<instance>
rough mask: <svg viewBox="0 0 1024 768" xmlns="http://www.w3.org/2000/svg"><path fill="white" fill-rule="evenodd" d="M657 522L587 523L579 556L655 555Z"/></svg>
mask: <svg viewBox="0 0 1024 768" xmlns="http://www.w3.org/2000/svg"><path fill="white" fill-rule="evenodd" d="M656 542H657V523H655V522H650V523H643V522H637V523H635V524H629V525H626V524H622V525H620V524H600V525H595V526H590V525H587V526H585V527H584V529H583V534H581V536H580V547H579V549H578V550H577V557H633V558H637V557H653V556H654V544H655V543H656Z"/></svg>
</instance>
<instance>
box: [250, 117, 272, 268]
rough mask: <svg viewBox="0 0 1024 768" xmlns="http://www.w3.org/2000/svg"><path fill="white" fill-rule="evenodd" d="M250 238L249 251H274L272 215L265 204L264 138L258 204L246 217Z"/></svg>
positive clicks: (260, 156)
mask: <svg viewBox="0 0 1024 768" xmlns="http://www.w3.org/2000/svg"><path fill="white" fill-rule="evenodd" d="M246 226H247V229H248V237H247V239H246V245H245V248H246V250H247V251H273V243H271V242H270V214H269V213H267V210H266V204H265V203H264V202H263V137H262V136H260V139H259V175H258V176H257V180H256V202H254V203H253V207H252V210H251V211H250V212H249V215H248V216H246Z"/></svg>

══════

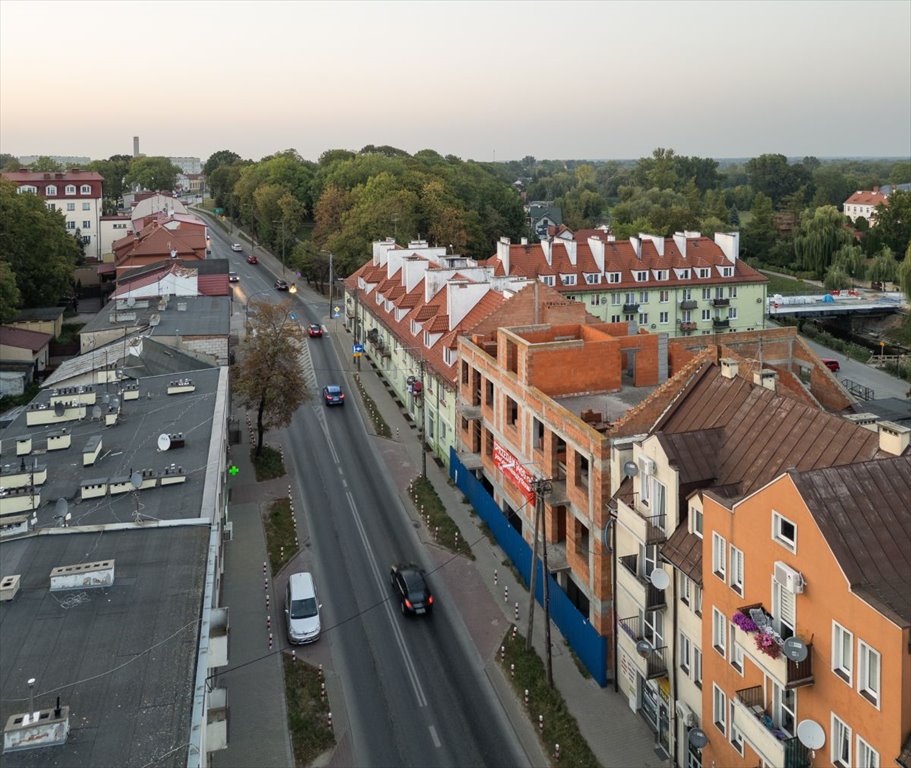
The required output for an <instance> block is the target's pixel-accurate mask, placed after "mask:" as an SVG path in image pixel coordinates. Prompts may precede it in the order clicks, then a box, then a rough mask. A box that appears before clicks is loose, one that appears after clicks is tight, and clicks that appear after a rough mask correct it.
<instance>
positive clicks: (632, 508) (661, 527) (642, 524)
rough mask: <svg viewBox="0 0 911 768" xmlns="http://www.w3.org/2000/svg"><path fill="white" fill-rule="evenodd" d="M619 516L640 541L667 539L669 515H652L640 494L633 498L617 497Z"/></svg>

══════

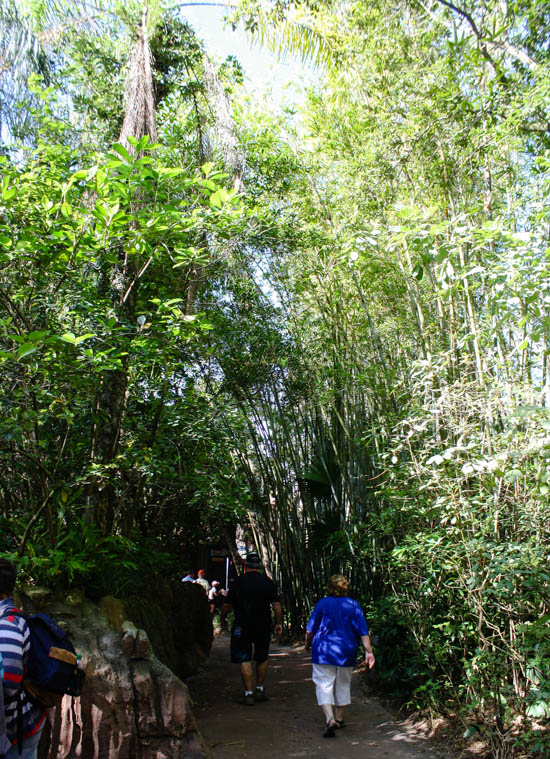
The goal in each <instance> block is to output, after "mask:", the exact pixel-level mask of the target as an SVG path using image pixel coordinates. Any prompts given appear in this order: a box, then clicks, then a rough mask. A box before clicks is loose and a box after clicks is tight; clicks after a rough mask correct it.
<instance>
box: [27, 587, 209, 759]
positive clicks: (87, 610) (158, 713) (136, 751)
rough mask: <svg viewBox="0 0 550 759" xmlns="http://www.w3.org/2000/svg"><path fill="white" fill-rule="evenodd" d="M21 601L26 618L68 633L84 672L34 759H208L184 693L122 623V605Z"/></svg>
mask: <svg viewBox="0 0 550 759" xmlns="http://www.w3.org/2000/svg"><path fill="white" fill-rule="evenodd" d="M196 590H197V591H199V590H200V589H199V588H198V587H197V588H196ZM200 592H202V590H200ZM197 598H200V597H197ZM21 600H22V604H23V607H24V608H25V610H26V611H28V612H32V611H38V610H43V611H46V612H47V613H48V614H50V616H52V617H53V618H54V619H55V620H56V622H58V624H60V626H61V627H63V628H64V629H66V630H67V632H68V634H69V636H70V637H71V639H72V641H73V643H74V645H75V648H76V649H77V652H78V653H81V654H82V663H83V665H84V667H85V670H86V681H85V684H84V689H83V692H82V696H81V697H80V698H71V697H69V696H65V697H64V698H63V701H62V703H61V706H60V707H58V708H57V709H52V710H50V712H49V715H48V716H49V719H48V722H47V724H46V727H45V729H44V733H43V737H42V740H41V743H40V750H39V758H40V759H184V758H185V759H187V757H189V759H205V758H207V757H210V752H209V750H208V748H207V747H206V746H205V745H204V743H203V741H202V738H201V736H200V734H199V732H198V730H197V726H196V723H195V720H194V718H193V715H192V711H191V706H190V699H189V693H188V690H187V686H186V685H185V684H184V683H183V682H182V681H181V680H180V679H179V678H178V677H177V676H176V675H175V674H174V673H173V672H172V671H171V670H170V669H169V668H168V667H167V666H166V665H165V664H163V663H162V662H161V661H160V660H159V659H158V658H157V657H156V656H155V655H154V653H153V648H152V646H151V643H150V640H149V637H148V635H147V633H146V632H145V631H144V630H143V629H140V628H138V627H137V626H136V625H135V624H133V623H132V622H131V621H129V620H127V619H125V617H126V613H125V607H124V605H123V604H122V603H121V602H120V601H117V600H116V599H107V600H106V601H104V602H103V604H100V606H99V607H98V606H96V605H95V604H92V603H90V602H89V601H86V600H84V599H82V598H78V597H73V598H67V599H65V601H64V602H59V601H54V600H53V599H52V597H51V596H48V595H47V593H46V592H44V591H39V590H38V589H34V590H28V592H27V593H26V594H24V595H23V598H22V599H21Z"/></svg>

══════

### Work required
Count the lines in the items above that contain the string "positive", treating uppercase and lowercase as different. Reply with the number only.

### Result for this exercise
3